[Region labeling items]
-----

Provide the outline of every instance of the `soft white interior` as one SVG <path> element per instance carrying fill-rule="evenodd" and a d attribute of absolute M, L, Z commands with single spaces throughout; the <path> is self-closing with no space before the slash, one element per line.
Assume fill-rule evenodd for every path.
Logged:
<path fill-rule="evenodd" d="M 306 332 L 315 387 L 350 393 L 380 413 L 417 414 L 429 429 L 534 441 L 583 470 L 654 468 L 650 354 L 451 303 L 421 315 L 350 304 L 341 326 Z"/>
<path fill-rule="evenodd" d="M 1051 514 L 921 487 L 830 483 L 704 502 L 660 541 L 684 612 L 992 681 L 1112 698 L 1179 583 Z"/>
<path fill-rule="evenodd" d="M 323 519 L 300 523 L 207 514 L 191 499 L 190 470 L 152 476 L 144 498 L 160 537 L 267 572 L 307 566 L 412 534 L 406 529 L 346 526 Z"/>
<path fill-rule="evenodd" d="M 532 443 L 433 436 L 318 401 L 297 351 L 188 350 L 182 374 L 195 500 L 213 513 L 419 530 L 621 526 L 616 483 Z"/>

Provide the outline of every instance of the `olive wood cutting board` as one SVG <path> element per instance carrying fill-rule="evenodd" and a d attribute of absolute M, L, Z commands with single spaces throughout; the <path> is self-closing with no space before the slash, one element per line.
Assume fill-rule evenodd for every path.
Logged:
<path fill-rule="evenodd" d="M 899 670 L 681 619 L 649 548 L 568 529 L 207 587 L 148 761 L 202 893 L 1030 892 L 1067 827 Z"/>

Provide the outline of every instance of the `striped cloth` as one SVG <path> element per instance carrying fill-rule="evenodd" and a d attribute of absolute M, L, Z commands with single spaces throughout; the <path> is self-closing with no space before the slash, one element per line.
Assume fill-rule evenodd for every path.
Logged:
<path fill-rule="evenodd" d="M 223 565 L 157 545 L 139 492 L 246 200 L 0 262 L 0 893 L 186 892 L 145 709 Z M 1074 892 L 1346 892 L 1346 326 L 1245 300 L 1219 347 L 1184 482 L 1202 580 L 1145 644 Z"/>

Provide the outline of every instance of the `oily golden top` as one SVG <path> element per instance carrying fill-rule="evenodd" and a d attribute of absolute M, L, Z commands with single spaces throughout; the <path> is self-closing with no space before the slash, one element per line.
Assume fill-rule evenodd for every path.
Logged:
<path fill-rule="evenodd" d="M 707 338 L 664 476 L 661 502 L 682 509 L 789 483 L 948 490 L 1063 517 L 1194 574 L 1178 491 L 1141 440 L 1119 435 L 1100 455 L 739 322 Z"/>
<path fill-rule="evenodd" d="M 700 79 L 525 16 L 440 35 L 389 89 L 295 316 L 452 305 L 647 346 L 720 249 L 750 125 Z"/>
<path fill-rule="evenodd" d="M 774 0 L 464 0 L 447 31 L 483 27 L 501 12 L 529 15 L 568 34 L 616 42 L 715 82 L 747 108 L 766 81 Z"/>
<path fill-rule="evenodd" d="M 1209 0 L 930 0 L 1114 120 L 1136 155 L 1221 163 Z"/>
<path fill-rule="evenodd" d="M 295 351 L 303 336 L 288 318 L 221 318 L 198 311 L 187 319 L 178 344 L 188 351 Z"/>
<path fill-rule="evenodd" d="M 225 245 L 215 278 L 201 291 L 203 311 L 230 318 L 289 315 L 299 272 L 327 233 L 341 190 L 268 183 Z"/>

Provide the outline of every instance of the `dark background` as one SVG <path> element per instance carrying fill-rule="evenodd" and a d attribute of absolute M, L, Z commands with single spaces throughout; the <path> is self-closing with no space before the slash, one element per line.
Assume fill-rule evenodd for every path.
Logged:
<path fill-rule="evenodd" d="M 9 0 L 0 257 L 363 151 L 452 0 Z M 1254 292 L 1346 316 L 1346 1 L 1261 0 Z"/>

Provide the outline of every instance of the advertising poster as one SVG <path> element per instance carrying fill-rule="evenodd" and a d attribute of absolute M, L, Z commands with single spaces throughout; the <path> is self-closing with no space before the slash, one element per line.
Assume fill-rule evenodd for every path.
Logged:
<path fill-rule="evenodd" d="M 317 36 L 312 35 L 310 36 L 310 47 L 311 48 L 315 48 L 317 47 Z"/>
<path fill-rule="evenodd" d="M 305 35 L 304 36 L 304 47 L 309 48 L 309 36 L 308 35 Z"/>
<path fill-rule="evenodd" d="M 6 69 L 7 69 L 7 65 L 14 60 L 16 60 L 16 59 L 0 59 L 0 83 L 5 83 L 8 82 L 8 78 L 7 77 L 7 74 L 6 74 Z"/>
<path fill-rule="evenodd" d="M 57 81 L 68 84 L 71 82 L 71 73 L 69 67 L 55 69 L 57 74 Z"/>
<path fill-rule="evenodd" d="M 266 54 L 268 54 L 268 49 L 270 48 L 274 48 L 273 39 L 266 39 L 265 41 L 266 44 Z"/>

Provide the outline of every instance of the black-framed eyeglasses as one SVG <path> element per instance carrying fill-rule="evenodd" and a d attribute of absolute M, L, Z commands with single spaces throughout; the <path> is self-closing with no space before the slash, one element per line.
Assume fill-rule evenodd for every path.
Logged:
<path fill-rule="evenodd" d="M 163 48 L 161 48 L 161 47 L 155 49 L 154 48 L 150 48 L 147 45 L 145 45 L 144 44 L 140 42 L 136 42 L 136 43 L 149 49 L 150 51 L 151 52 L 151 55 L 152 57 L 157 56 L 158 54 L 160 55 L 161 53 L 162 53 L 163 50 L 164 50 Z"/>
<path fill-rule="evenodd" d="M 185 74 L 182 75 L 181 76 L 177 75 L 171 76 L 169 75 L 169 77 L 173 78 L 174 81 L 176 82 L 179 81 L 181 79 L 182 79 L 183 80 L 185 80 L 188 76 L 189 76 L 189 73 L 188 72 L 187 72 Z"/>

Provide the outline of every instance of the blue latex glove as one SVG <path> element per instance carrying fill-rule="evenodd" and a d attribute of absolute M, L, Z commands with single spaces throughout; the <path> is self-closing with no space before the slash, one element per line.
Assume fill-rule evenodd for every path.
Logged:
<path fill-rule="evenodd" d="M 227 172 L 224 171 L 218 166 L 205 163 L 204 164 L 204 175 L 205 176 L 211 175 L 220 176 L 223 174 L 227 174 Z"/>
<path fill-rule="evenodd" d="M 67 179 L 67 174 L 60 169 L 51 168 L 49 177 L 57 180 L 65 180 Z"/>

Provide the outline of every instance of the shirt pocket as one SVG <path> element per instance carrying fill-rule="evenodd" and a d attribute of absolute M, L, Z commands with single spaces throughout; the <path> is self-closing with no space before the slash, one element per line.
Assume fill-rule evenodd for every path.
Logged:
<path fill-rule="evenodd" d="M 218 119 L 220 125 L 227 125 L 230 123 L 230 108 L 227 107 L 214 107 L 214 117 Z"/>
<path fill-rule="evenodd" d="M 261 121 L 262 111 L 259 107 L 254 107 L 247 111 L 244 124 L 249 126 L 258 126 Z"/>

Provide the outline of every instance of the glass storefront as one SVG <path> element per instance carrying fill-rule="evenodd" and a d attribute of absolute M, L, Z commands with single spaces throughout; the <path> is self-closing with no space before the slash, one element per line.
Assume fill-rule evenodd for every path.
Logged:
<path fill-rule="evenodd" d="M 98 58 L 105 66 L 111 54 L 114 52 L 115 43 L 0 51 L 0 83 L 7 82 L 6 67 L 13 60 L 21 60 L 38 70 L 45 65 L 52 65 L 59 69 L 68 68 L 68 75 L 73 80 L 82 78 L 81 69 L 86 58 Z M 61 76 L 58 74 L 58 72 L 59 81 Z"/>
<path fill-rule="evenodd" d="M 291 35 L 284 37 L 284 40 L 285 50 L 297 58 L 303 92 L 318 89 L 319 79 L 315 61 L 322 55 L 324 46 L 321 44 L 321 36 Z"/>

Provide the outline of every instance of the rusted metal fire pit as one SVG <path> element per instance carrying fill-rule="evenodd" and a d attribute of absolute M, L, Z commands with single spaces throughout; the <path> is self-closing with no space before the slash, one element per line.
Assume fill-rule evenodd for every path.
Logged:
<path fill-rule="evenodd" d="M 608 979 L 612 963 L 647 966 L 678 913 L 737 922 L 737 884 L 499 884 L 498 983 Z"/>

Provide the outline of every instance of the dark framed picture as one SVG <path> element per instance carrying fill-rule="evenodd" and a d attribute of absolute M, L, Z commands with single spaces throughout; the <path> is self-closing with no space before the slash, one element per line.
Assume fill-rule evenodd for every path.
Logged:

-----

▸ **Written exercise**: Begin at the line that has "Provide the outline of every instance of the rusted" and stop at the end of the records. Rewrite only those lines with "Logged" changed to "Recorded", leaving everything else as it is.

▸ **Output below**:
Provide the outline of every instance of the rusted metal fire pit as one SVG <path> element per instance carrying fill-rule="evenodd" and a d attribute of absolute M, L, Z commands with single spaces throughout; the <path> is self-closing with no space before the slash, one element per line.
Assume fill-rule evenodd for every path.
Recorded:
<path fill-rule="evenodd" d="M 608 979 L 612 963 L 647 966 L 678 913 L 737 922 L 737 884 L 499 884 L 498 983 Z"/>

Provide the outline of every instance of the dark framed picture as one SVG <path> element per instance carrying fill-rule="evenodd" and a d attribute of absolute M, L, Z commands with single spaces throughout; the <path> is self-closing with no space before the slash, one element per line.
Assume fill-rule evenodd for every path.
Recorded:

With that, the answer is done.